Each entry must be restated exactly as it appears.

--- Records for this task ---

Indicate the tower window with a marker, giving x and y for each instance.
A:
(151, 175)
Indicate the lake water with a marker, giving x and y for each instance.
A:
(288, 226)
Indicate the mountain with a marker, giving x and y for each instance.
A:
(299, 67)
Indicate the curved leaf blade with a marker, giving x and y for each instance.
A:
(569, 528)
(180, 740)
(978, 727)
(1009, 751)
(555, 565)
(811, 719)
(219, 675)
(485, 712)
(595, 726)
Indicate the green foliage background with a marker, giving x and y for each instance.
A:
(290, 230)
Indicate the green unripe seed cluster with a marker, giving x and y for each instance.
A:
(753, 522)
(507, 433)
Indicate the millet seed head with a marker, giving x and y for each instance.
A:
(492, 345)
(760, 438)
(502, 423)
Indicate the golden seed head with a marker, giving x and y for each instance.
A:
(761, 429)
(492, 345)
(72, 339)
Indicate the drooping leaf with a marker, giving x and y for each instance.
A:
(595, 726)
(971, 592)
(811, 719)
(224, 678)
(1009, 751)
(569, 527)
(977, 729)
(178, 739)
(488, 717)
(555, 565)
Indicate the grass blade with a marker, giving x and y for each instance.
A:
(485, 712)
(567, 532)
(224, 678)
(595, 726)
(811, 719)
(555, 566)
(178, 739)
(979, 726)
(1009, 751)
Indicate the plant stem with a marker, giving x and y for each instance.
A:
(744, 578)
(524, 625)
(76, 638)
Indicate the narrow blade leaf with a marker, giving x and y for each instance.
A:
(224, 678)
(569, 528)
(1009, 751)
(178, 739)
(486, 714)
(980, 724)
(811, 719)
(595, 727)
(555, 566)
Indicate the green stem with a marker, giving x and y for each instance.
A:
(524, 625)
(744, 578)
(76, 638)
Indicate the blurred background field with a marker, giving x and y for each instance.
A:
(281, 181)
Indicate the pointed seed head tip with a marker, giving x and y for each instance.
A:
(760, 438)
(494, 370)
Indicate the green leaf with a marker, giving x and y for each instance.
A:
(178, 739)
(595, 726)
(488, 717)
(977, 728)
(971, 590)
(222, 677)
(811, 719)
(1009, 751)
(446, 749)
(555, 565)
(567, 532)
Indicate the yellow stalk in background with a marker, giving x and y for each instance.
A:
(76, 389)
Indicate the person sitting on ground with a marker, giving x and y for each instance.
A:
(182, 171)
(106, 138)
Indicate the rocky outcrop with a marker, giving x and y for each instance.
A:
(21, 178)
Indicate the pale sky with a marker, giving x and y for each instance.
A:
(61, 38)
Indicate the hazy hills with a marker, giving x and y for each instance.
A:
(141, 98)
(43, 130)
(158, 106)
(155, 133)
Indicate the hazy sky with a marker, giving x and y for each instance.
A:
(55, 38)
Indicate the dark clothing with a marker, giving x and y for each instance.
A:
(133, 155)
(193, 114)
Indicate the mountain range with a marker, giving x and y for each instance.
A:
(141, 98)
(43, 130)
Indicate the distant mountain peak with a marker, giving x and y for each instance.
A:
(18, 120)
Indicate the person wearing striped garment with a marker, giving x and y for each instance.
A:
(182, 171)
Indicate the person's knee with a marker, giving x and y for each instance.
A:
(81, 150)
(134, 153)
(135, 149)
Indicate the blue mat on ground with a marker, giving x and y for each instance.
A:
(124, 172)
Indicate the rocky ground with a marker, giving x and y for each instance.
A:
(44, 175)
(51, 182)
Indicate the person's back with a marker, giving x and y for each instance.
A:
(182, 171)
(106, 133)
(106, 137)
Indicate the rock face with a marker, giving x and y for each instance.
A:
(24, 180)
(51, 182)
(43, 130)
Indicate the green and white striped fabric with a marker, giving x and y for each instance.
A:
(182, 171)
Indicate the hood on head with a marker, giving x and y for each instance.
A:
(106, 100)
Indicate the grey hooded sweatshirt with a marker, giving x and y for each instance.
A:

---

Output for this exercise ▸
Indicate the tower window with a marker, giving x and y for each instance.
A:
(151, 175)
Indicate the lake water with a marker, giving x and y for each instance.
A:
(288, 226)
Indicate the mountain with a marker, giving x and y for each instance.
A:
(299, 67)
Indicate the curved leaf blade with a marker, giving x and y for each instance.
A:
(569, 528)
(180, 740)
(978, 727)
(1009, 751)
(555, 565)
(811, 719)
(219, 675)
(485, 712)
(595, 726)
Indicate the green foliage background with a marker, giving x and y for each instance.
A:
(290, 230)
Indicate the green unripe seed cluster with a marker, giving x and y for each instance.
A:
(753, 522)
(507, 433)
Indicate the millet seed head with a marker, giving x and y for each instance.
A:
(492, 345)
(760, 438)
(502, 423)
Indicate the golden seed head with a marker, giving x and y for each instance.
A:
(761, 429)
(492, 345)
(72, 339)
Indicate the drooping leaf with a marker, giving x and y for each instance.
A:
(595, 726)
(971, 592)
(811, 719)
(224, 678)
(1009, 751)
(569, 527)
(977, 729)
(178, 739)
(488, 717)
(555, 565)
Indicate the grass blade with a marker, giving x and y for each instance.
A:
(485, 712)
(567, 532)
(224, 678)
(595, 726)
(811, 719)
(555, 566)
(178, 739)
(979, 726)
(1009, 751)
Indicate the plant stem with a marker, giving x and y for each instance.
A:
(744, 578)
(524, 625)
(76, 638)
Indicate the narrow blade leaf with a marker, giving x and y for each instance.
A:
(224, 678)
(569, 528)
(1009, 751)
(178, 739)
(486, 714)
(980, 724)
(811, 719)
(595, 727)
(555, 566)
Indicate the green stem with a marker, giving x and y for each instance.
A:
(524, 625)
(744, 578)
(76, 638)
Indicate the blurred background field with a marker, giving x and y for each instance.
A:
(281, 181)
Indicate the pointed seed head tip with a marker, giving x and y for each instance.
A:
(760, 438)
(494, 370)
Indicate the green leaf with a marker, giving x and y for each instance.
A:
(178, 739)
(595, 726)
(488, 717)
(977, 728)
(971, 590)
(222, 677)
(811, 719)
(1009, 751)
(446, 749)
(555, 565)
(567, 532)
Indicate the yellow stalk in background with a marker, giving x and y for each instance.
A:
(76, 389)
Indicate the person sitting on ground with a marker, giving x and y for each instance.
A:
(182, 171)
(106, 138)
Indicate the rocky outcrop with a marker, giving x and y for each instance.
A:
(21, 178)
Indicate the pale sky with a marker, giving x and y for each instance.
A:
(61, 38)
Indicate the hazy hills with a marker, giving x and y for each instance.
A:
(141, 98)
(43, 130)
(158, 106)
(155, 133)
Indicate the hazy sky with a marker, giving x and y for each instance.
A:
(55, 38)
Indicate the dark clothing with a marker, giving x and y for each instance.
A:
(133, 155)
(193, 114)
Indicate the mountain range with a marker, giving x and y for each instance.
A:
(141, 98)
(43, 130)
Indicate the distant mountain peak with a marker, giving x and y for each instance.
A:
(18, 120)
Indicate the person wearing striped garment with a marker, giving x and y for each instance.
A:
(182, 171)
Indicate the person's knee with a marker, giving x and y for each instance.
A:
(81, 150)
(134, 153)
(135, 149)
Indicate the blue mat on ground with a marker, giving x and y for each instance.
A:
(124, 172)
Indicate the rocky ground with a marker, giving x and y for each instance.
A:
(44, 175)
(51, 182)
Indicate the person's back with a marker, giving x and y for each instance.
A:
(182, 171)
(106, 133)
(106, 137)
Indicate the rock face with a marker, giving x and y for each instance.
A:
(24, 180)
(51, 182)
(43, 130)
Indicate the green and white striped fabric with a marker, giving x and y for each instance.
A:
(182, 171)
Indicate the hood on head with a marker, giving x and y for each instance.
A:
(106, 100)
Indicate the grey hooded sweatshirt with a marker, giving x and y for each instance.
A:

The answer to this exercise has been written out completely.